The line containing "of grass shown in this photo." marks where to begin. Write out that line and every line after it exactly, through the last line below.

━━ Records

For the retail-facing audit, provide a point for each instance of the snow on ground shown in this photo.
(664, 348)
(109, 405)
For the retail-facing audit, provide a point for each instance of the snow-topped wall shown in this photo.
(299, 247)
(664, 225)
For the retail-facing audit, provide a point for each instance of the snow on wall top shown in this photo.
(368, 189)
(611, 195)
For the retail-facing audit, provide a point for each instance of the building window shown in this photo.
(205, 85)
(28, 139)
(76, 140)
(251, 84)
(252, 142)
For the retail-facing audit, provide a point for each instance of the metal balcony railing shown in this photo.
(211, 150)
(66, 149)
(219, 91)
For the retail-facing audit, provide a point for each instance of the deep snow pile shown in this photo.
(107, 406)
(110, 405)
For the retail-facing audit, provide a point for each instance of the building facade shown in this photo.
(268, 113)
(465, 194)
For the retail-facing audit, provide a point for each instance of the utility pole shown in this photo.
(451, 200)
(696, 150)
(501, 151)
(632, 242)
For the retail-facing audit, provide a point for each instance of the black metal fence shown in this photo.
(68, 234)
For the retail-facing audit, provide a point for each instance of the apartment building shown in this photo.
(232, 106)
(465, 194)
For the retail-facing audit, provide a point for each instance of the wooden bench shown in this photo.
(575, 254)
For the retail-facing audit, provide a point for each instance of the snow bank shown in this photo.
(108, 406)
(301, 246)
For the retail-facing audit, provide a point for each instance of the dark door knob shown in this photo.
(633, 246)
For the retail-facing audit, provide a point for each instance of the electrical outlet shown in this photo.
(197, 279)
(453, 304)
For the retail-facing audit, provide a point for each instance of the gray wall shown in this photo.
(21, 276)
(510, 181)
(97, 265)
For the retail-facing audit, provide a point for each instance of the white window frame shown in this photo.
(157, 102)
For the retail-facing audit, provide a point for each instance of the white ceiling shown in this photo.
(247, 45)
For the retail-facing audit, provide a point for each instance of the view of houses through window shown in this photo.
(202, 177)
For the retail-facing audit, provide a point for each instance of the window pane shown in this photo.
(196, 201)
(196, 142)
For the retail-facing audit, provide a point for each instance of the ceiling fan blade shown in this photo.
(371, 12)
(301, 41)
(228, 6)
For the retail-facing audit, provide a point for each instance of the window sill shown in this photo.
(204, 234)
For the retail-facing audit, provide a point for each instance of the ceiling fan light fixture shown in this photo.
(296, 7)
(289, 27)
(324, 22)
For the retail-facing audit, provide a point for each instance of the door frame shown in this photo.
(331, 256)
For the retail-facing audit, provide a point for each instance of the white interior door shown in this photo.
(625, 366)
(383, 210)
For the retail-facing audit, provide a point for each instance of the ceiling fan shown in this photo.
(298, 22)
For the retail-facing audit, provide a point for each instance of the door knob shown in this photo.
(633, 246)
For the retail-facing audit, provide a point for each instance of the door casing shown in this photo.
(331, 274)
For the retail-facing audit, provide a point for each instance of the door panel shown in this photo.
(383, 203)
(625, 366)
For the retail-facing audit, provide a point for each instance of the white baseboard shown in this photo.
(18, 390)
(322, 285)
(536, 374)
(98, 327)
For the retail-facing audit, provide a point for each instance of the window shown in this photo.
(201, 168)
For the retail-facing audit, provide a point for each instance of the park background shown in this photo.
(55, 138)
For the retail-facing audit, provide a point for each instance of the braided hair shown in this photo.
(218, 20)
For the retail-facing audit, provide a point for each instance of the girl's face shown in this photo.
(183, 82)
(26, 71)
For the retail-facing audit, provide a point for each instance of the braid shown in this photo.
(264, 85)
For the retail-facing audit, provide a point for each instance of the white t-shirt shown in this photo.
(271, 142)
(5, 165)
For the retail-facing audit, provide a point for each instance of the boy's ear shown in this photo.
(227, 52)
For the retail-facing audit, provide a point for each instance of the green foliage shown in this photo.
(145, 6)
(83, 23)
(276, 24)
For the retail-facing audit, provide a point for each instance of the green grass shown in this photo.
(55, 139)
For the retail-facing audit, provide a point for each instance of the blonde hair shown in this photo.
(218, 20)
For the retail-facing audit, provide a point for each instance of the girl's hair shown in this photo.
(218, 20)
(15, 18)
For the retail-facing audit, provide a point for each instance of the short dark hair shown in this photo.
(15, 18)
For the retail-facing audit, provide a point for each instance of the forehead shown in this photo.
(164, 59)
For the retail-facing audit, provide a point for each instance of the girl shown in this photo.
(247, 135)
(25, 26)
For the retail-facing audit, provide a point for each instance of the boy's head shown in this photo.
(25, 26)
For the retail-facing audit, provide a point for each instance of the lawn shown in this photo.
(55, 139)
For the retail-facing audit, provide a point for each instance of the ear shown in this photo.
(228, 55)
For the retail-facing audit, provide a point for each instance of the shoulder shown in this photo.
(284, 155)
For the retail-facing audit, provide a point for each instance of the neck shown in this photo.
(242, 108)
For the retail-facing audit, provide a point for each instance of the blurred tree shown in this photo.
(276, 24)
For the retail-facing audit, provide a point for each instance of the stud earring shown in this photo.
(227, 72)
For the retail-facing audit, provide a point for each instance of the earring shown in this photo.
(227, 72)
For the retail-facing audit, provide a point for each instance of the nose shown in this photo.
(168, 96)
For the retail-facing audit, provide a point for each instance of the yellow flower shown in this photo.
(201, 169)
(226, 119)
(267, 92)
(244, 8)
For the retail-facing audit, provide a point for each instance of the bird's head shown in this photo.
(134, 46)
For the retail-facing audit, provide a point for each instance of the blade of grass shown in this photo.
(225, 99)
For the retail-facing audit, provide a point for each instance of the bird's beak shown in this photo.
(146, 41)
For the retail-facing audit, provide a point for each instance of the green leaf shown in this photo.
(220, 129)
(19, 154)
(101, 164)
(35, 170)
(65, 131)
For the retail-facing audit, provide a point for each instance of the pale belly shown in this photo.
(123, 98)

━━━━

## Response to the exercise
For the retail-facing audit, provide a point for each instance of the blade of grass shown in this photo.
(225, 99)
For the retail-facing audit, provide a point for each instance of the bird's beak shown in this photo.
(146, 41)
For the retail-facing audit, provide a point for each instance of the green leaf shown in this photo.
(220, 129)
(19, 154)
(101, 164)
(35, 170)
(65, 131)
For the retail-facing audit, provide a point for each instance of the pale belly shown in this photo.
(123, 98)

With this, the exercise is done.